### [DATA SECTION]
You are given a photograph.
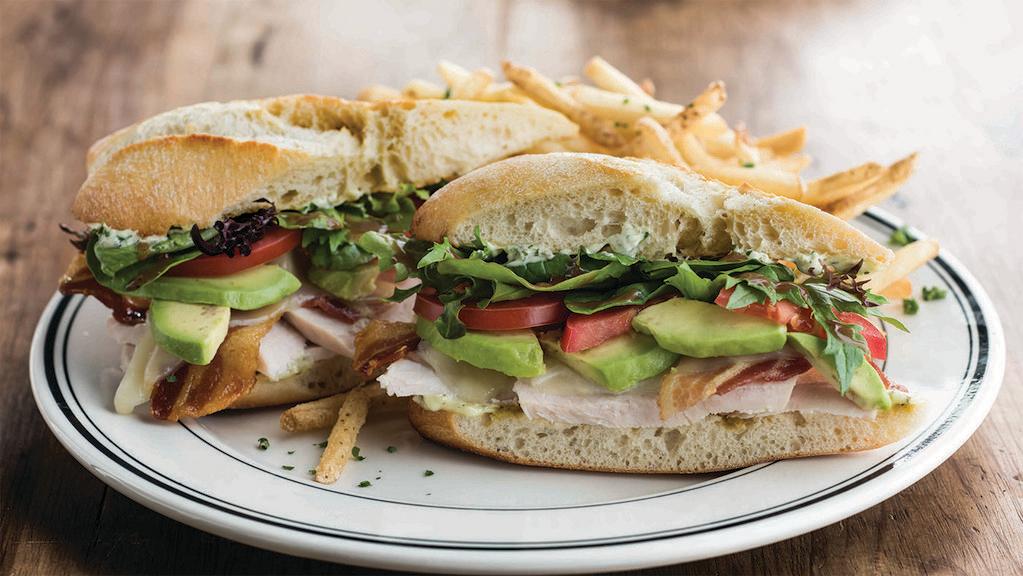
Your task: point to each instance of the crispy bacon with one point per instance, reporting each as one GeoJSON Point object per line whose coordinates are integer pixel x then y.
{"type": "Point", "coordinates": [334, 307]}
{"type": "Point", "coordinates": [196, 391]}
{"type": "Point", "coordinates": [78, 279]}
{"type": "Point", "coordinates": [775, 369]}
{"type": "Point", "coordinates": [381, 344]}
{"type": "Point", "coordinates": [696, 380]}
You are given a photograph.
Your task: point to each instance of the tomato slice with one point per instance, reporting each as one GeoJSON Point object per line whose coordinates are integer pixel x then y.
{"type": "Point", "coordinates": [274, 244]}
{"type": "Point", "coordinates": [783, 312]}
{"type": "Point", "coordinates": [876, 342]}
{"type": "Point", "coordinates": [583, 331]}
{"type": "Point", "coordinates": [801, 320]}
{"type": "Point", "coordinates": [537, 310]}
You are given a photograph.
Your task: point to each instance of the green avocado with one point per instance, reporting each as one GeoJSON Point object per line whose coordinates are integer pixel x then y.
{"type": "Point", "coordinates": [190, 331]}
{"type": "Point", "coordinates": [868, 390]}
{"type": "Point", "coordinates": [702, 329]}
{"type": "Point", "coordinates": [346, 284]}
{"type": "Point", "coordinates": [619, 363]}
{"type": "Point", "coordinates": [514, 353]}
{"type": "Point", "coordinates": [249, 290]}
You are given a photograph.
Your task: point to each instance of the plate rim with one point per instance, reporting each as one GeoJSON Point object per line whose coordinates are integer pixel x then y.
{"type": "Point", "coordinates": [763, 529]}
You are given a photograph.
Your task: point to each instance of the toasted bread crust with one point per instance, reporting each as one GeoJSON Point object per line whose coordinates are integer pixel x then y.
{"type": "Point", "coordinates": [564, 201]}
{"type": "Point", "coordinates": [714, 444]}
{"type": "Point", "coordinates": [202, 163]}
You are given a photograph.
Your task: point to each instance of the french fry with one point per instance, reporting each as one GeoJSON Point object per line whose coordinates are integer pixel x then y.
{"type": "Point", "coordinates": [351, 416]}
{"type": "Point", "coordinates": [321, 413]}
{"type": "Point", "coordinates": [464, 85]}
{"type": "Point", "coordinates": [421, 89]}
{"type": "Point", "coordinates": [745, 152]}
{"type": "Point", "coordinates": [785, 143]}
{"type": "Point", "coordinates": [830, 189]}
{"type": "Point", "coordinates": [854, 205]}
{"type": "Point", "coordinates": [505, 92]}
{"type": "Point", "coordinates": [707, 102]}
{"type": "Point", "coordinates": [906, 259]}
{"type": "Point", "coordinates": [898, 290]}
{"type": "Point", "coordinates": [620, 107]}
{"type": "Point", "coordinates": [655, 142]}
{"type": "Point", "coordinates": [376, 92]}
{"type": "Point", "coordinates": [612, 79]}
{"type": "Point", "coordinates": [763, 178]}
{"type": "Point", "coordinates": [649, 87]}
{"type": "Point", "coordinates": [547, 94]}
...
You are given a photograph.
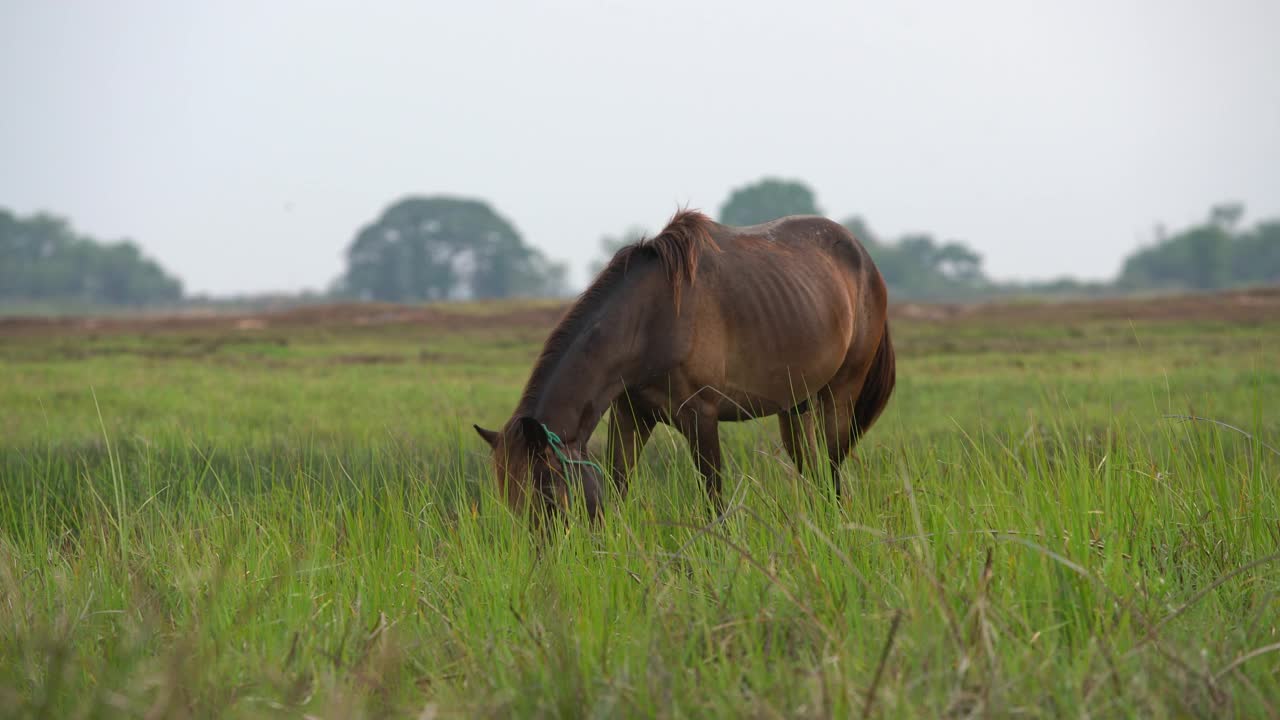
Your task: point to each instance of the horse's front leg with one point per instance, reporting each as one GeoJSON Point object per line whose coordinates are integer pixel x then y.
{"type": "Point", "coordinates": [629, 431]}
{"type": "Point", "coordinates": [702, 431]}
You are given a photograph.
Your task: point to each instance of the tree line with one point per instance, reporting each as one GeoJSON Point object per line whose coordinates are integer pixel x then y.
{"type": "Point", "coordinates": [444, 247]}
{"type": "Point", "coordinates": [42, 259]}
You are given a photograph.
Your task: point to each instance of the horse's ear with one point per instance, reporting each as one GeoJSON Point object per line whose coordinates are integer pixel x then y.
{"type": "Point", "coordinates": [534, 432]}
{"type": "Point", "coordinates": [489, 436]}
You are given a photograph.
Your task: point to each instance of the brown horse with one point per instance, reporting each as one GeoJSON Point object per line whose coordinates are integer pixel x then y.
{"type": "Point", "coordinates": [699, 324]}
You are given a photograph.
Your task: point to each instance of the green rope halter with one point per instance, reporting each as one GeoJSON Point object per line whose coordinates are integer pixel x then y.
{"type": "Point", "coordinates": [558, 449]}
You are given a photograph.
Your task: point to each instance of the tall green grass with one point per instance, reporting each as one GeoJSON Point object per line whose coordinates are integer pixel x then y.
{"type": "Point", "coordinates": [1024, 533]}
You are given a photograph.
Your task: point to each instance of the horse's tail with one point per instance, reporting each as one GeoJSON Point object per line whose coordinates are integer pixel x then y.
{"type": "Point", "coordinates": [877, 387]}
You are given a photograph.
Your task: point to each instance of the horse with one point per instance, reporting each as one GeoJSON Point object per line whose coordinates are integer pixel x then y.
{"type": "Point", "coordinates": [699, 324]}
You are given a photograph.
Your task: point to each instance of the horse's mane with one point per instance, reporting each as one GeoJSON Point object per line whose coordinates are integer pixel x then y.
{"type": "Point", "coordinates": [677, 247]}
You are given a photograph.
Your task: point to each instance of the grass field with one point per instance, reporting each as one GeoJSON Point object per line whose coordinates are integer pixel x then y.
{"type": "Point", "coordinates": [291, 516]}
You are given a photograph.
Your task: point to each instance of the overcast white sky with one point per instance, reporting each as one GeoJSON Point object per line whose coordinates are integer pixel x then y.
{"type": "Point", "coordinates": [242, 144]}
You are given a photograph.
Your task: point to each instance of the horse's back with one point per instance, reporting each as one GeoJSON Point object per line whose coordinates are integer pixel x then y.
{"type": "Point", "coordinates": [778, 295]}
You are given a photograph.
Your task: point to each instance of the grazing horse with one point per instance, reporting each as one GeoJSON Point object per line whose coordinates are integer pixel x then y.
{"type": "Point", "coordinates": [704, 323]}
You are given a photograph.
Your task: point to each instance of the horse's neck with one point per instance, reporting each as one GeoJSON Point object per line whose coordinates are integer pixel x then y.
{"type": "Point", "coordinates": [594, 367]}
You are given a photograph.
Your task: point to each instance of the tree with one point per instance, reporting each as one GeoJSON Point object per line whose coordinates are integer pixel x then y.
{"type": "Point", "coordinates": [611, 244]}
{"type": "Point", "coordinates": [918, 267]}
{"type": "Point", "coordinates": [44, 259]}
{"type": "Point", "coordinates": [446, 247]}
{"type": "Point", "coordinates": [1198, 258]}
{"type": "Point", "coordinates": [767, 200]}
--
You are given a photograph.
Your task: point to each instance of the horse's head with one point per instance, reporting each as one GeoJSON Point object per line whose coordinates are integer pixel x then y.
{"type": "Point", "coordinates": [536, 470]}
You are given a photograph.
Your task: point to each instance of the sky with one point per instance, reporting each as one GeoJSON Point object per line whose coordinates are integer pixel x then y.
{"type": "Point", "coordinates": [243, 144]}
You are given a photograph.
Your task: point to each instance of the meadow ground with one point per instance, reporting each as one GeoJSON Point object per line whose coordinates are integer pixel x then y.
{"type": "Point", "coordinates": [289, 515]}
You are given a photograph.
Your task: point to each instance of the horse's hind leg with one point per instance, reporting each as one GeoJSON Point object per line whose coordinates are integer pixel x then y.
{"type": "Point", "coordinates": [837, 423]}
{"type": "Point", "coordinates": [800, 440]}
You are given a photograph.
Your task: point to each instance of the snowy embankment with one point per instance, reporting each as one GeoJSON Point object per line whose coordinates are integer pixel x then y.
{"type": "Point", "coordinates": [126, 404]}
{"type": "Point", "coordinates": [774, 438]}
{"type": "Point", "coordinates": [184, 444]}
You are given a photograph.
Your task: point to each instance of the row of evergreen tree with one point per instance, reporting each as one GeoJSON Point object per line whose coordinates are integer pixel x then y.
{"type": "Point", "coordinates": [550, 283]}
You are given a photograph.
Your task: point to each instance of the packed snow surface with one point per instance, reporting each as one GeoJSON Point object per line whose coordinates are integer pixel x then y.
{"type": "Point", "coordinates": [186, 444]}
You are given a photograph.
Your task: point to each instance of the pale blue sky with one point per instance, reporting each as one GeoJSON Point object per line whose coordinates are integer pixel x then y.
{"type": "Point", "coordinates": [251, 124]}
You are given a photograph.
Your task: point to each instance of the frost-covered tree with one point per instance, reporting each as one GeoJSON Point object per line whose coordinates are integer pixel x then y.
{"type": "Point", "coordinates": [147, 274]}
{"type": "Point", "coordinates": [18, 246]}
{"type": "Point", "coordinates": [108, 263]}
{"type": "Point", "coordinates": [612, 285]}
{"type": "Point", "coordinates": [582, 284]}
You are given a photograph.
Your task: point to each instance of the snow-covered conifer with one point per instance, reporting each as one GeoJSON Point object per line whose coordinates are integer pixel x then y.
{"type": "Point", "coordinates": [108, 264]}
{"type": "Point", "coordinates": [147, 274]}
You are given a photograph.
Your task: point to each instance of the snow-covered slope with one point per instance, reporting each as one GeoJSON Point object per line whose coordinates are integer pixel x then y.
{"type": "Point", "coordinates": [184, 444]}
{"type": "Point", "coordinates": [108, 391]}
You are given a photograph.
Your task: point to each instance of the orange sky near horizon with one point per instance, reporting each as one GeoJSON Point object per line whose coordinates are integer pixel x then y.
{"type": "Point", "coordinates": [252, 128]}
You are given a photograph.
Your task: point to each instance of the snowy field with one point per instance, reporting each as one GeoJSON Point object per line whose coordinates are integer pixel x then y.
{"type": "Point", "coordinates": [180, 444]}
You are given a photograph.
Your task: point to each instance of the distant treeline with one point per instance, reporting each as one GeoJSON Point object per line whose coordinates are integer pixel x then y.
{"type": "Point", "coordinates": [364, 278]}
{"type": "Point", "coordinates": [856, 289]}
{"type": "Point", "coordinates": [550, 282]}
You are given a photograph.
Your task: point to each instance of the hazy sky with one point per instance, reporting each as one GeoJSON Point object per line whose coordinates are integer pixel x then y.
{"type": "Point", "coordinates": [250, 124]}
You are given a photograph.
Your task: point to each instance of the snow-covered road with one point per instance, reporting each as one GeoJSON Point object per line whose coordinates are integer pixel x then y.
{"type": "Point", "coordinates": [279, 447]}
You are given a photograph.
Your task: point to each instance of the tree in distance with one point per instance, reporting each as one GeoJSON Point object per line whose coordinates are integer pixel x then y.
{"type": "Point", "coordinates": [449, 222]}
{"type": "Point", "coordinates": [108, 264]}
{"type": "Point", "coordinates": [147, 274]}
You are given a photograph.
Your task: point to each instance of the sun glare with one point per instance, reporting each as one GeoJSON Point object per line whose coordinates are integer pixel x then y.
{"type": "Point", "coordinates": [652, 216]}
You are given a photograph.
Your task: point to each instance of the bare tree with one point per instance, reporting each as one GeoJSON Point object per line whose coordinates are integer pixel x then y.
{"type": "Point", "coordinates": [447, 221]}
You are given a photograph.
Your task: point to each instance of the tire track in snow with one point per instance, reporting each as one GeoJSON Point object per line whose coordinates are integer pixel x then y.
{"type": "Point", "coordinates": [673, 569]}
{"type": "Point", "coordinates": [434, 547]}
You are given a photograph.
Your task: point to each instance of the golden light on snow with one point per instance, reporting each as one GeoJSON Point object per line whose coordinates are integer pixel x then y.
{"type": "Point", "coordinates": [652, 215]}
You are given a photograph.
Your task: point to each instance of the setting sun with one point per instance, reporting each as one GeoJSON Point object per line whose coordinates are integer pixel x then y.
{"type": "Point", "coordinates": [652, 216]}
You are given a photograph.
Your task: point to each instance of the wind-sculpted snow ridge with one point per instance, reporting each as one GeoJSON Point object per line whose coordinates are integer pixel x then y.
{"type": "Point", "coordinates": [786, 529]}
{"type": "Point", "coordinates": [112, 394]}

### [TASK]
Pick out each line in the items above that contains the word "covered" and copy those lines in full.

### [SOLUTION TO THE PROBLEM]
Your task: point to each instance of the frost-covered tree with one point per instance, reporting each as one GeoJSON Point object per line whose coordinates are integer pixel x then y.
Your task: point to each instance of the snow-covered conifer with one point per instance, reporting each as one GeoJSON Point object per line whose coordinates are integer pixel x then y.
Your task: point to each instance of the snow-covered slope with one point per instance, reporting each as one GeoJSON Point object per line whose coordinates are integer pixel x then y.
Your task: point to each instance of the snow-covered road with one point per instance, reporting each as one GeoJSON Point object per line whose coordinates are integer pixel x then y.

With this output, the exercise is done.